→ **REQUEST**: How many lines of the material contain the word "Kindly"? Reply with the number alone.

(Entries from a dataset)
********************

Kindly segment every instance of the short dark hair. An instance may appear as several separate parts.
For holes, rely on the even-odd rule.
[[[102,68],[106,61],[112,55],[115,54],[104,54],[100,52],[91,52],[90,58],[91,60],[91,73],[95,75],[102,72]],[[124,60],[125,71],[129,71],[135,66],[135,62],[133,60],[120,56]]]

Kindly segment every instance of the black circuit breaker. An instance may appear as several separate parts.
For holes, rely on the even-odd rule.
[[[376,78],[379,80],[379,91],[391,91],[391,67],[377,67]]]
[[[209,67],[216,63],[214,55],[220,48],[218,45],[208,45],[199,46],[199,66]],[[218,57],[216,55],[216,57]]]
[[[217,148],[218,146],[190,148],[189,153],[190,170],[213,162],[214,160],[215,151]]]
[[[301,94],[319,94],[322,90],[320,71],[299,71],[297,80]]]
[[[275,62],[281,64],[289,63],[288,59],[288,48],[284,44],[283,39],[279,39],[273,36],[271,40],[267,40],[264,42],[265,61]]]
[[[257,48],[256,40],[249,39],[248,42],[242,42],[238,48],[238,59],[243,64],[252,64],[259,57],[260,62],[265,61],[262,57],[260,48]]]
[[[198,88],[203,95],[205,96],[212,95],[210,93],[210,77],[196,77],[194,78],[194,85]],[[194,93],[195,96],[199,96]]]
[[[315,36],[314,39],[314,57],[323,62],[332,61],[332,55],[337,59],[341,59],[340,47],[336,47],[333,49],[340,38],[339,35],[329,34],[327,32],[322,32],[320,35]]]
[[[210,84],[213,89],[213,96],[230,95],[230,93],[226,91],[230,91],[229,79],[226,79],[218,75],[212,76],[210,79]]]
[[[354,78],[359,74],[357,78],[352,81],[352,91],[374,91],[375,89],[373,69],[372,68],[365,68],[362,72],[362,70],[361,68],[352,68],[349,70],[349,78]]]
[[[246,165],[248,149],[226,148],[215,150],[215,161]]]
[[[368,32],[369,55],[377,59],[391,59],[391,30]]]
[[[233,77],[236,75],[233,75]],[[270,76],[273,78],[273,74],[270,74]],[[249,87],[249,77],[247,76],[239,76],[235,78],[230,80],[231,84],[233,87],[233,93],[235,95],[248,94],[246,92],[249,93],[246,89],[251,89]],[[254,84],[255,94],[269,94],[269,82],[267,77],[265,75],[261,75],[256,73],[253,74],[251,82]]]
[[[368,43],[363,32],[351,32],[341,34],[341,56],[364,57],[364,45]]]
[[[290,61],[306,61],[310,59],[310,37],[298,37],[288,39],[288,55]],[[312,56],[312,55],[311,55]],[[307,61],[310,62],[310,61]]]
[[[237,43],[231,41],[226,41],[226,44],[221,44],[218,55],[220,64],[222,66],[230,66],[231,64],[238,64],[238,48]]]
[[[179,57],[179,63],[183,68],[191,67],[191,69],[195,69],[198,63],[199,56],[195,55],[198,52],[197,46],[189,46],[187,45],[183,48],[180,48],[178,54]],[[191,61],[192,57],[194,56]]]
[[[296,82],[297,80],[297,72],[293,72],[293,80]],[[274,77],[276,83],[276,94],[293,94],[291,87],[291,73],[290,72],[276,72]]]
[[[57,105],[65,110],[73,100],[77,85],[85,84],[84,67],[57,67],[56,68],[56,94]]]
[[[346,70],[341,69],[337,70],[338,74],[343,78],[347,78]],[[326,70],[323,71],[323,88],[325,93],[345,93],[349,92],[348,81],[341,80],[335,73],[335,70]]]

********************

→ **TASK RESPONSE**: 2